Stored data:
====================

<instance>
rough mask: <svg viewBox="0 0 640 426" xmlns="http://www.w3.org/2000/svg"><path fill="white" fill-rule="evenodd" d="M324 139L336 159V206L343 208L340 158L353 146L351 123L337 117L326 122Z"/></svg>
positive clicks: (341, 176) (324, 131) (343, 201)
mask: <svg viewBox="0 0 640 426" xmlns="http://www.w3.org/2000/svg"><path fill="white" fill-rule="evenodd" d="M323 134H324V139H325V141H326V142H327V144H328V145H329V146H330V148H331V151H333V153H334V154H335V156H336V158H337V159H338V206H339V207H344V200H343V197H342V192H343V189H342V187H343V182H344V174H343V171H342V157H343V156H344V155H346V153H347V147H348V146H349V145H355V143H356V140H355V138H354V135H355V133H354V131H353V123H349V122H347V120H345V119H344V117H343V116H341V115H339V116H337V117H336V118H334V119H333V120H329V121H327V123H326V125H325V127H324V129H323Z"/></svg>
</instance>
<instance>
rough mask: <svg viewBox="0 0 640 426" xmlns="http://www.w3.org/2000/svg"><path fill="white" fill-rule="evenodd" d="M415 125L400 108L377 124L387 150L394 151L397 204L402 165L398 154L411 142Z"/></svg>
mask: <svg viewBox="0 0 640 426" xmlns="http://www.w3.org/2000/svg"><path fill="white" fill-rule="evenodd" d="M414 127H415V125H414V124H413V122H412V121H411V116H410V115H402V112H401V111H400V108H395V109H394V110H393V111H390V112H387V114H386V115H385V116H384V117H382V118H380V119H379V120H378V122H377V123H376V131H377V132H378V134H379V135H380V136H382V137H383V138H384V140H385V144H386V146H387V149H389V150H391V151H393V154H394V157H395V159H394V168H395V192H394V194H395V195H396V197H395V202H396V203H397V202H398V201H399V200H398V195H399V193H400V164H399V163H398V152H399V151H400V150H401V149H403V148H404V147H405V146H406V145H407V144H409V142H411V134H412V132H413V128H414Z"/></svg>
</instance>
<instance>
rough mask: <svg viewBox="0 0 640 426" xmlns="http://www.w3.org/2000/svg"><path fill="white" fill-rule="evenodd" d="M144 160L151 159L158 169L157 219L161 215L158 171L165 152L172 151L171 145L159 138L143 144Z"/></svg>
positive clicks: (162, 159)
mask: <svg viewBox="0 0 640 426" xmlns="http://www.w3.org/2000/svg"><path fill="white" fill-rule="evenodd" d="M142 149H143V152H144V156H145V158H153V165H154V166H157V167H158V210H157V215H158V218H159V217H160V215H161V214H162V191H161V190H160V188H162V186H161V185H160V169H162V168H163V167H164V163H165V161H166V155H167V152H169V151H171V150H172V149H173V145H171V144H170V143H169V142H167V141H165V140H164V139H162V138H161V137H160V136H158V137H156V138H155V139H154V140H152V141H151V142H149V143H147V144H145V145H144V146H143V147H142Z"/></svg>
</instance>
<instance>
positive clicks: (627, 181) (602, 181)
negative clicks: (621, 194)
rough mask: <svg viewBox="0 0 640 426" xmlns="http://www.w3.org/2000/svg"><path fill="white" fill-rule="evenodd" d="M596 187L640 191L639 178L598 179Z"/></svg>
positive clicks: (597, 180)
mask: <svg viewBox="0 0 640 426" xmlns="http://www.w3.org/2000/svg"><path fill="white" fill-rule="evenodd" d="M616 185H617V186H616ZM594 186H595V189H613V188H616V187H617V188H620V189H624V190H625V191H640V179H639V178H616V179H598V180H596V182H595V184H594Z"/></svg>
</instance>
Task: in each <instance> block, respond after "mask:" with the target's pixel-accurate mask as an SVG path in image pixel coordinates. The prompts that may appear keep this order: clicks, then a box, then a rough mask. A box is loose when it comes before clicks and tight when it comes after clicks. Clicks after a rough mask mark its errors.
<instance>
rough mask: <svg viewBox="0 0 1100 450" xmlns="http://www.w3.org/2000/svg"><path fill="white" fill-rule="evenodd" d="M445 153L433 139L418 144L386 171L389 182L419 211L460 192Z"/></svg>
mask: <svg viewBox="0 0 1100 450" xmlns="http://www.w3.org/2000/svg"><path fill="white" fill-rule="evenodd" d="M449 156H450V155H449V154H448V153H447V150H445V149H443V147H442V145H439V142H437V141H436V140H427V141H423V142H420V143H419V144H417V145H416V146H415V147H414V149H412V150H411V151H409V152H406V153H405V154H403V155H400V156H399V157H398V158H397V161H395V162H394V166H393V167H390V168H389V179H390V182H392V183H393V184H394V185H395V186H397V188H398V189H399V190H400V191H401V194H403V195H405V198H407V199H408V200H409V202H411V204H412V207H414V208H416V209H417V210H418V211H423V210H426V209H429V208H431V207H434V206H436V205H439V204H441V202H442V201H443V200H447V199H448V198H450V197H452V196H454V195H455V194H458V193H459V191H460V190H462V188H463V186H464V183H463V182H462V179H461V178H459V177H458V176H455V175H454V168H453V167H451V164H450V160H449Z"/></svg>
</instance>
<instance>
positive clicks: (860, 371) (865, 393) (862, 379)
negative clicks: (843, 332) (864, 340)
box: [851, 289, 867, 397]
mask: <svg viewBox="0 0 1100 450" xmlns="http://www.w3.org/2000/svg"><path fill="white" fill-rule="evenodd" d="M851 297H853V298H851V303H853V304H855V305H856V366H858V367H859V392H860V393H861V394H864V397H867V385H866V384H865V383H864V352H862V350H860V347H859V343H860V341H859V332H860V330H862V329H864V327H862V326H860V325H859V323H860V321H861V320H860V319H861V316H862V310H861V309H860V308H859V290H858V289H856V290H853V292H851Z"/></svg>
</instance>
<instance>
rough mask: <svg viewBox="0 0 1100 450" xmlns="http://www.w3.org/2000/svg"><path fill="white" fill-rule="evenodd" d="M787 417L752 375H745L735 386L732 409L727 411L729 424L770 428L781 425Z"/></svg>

====================

■ **What you are asked to do**: Look through the entries above for the word "negative". Copy every line where it shows up.

■ **Your response**:
negative clicks: (621, 194)
negative clicks: (843, 332) (864, 340)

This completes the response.